→ YOUR TASKS:
a - According to the passage on topotecan dosing in the ANBL02P1 trial, why are current real-time sampling techniques unlikely to be feasible in a COG group-wide study? Answer in one to three sentences.
b - In the passage on topotecan dosing in the ANBL02P1 trial, what percentage of patients reached the target exposure?
c - Continue the passage on topotecan dosing in the ANBL02P1 trial from its final sentence.

→ SELECTED PASSAGE:
::::::
ANBL02P1 and previous pediatric topotecan trials demonstrate marked interpatient variability in clearance suggesting that pharmacokinetically guided dosing may be of clinical benefit.33,53
We were able to achieve the target exposure in 84% of patients. The median topotecan dose required to achieve the target AUC (cycle 1, 1.2 mg/m2
/d; cycle 2, 1.3 mg/m2
/d), achieved by either a dose increase or decrease, supports the use of 1.2 mg/m2
/d dosing administered daily for 5 days in future trials. The ANBL02P1 trial was not intended to assess the maximum tolerated topotecan dose that could be combined into induction therapy. Higher topotecan (6 to 8 mg/m2
per cycle) and cyclophosphamide dosages (approximately 4,200 mg/m2
per cycle) have been successfully administered to patients with recurrent neuroblastoma.28,29
Future trials incorporating a higher topotecan dosage into induction therapy may be warranted given ANBL02P1 results, although feasibility studies may be needed given the risk for increased mucositis24
and infection associated with higher topotecan dosages.30
ANBL02P1 confirmed the feasibility of incorporating pharmacokinetically guided dosing in an international multi-institutional clinical trial among institutions equipped with personnel and resources to perform real-time sampling and processing. However, in this patient population, more intrapatient variability in topotecan clearance was observed than in previous studies. Changing clinical factors (eg, renal function, extent of disease, concomitant medications) may account for some of this variability,54
but since this was, to the best of our knowledge, the first COG study of its kind, unfamiliarity with logistic aspects of the study also may have contributed to the greater intrapatient variability observed. Regardless, our study shows that although feasible, current real-time sampling techniques are time and labor intensive and are not likely to be feasible in a COG group-wide study because most sites do not have the appropriate infrastructure. Ultimately, methods must be developed to individualize therapy without burdening the health care system, either by minimization of the number of topotecan samples required or determination of a population model to predict topotecan exposure.
::::::
→ LISTED RECORDS:
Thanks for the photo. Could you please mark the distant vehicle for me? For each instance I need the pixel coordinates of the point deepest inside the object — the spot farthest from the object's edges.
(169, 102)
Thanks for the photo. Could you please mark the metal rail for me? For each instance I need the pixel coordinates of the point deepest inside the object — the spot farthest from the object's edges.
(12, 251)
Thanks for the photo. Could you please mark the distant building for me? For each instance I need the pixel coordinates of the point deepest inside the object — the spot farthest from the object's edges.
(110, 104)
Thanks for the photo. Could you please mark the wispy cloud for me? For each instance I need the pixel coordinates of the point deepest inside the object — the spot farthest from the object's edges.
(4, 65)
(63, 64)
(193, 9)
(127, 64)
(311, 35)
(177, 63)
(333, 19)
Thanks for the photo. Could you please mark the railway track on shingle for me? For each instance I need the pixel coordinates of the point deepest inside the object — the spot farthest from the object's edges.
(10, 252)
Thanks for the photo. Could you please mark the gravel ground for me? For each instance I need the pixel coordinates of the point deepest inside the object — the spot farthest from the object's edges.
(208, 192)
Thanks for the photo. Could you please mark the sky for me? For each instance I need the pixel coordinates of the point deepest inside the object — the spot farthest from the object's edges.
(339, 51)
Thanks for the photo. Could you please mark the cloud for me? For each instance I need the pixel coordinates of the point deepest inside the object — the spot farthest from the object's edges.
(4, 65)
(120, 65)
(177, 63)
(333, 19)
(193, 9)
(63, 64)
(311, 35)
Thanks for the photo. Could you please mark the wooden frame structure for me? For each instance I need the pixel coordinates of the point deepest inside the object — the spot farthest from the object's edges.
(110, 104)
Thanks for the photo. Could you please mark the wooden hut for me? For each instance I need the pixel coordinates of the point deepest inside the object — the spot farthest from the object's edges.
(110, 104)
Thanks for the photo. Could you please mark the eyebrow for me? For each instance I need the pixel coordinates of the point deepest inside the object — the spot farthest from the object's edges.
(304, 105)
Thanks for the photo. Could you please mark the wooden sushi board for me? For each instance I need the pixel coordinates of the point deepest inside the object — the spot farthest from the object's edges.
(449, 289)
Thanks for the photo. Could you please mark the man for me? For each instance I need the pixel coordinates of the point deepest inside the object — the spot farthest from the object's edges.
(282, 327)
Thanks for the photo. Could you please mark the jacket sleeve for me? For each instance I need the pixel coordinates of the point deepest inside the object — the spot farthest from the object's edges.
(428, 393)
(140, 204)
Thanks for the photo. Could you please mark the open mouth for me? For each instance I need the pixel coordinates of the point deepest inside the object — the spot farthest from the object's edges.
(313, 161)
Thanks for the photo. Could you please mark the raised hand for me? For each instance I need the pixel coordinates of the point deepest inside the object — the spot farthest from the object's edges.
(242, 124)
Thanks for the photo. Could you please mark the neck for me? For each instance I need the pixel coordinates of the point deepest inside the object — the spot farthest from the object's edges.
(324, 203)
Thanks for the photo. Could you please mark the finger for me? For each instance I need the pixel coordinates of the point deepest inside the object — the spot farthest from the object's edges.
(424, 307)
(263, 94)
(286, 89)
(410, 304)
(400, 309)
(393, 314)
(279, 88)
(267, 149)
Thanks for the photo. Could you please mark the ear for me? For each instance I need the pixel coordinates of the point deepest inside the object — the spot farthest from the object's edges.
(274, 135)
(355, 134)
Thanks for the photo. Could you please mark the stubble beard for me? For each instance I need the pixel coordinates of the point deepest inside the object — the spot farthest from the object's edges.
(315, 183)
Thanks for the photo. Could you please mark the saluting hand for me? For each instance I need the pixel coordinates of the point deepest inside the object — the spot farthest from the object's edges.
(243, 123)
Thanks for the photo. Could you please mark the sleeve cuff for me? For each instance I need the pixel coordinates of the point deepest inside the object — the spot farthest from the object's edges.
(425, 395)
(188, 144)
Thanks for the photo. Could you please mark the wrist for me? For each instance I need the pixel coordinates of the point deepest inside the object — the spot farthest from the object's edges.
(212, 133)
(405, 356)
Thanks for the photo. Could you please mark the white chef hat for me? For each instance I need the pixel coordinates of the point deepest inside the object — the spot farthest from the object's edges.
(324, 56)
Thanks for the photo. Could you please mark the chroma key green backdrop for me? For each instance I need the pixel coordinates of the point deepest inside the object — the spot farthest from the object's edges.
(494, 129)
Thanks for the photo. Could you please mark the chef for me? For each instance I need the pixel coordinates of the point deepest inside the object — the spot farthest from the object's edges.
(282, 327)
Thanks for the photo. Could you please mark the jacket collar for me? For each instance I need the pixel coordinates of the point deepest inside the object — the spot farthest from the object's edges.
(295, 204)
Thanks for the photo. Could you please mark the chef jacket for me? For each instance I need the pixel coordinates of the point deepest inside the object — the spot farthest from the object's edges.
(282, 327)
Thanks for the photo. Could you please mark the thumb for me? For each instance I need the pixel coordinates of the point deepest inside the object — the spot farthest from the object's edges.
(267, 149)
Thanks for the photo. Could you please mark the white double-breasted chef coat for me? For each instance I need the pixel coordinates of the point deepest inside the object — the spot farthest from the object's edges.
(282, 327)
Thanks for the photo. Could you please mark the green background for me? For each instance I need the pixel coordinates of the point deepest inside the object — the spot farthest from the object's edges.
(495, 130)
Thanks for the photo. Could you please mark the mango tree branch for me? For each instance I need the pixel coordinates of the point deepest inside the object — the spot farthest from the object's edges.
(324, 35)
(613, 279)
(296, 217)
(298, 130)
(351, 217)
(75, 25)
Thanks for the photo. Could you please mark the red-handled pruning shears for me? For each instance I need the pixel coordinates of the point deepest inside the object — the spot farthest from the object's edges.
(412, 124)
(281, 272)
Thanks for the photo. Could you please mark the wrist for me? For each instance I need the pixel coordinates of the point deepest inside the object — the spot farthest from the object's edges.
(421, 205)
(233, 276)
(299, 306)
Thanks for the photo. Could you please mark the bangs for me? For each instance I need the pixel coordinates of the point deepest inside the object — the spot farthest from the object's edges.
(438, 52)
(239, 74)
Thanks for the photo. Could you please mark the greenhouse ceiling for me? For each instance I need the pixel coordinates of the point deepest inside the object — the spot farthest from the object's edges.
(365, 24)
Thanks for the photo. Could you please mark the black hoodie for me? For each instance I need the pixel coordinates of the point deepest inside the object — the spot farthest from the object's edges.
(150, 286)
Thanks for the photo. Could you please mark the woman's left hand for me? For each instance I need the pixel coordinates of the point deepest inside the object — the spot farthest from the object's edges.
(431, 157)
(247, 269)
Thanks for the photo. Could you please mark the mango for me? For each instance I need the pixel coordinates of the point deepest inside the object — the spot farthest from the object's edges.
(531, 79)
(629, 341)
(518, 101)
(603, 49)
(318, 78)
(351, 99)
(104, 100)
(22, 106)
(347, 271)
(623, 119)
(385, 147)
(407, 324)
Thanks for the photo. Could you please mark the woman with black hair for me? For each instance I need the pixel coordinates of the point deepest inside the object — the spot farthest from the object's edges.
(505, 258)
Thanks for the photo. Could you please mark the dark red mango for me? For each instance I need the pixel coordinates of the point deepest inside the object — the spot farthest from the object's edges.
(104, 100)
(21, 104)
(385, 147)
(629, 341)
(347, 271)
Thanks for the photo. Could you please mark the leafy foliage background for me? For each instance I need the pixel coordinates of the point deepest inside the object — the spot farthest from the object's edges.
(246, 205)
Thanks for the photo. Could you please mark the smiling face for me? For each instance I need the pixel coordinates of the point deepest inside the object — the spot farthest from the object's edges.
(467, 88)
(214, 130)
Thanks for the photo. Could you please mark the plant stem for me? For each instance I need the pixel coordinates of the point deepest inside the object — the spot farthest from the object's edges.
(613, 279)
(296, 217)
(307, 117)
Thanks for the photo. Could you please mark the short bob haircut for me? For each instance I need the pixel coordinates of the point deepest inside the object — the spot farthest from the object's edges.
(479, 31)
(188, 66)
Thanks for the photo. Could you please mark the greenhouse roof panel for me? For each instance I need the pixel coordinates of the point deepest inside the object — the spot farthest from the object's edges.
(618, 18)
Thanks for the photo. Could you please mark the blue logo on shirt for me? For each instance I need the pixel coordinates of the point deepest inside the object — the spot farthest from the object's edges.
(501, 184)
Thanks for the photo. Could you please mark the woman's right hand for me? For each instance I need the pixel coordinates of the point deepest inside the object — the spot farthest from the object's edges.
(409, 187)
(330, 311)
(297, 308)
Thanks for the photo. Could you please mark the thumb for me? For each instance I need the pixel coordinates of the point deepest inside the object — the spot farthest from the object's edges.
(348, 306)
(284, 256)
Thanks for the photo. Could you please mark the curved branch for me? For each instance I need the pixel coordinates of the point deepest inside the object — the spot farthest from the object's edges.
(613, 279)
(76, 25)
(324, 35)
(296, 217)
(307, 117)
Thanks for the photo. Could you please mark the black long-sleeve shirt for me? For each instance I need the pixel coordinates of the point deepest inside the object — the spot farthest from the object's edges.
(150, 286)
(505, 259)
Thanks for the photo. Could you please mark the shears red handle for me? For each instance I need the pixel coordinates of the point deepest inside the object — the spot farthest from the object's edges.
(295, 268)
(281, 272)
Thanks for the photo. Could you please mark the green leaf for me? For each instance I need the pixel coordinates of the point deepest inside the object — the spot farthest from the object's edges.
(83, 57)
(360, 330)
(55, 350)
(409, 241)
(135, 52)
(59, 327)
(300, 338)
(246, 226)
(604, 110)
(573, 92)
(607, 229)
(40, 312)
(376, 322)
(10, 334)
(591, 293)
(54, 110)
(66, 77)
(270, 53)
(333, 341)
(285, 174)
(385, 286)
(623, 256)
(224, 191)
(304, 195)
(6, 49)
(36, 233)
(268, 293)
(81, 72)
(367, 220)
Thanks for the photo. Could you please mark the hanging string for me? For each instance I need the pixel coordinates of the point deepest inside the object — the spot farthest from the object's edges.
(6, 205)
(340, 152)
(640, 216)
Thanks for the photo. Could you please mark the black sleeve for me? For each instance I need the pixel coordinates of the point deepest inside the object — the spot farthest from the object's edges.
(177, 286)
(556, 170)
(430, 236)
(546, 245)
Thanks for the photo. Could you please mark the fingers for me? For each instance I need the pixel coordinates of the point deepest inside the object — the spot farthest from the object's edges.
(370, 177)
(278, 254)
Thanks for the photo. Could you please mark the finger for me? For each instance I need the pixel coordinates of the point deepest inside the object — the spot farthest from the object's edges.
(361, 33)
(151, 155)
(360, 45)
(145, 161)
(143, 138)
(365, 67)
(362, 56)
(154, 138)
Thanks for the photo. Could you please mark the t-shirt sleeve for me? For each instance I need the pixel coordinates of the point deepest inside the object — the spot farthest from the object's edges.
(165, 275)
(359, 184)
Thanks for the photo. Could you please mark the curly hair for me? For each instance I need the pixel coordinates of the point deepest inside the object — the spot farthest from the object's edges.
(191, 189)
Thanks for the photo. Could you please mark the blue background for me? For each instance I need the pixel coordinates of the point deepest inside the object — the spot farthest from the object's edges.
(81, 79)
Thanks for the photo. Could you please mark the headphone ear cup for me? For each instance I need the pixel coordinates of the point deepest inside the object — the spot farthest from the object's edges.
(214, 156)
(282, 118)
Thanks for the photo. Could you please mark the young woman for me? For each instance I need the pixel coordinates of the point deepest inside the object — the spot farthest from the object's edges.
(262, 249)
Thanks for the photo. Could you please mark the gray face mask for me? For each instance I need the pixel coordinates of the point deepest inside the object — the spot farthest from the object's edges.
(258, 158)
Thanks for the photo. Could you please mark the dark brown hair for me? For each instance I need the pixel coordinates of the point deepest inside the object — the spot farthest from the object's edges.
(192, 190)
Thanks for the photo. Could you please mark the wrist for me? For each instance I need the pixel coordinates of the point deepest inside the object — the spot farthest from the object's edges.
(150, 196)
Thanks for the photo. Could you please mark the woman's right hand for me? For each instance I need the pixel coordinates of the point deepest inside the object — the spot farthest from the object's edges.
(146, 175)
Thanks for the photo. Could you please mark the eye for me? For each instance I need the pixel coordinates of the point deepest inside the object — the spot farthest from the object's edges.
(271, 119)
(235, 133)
::::::
→ RESPONSES PER TASK:
a - They are time and labor intensive, and most sites do not have the infrastructure to perform real-time sampling and processing.

b - 84% of patients.

c -
The feasibility of PBSC harvest and tolerability of the ANBL02P1 induction regimen support further investigation of its efficacy in a phase III clinical trial. However, suboptimal response still occurs in a subset of patients with neuroblastoma. Future trials need to translate our improved understanding of the neuroblastoma genetic signature by introducing novel molecularly targeted therapy. The tolerability of the topotecan-containing induction regimen provides a backbone regimen on which to add such agents.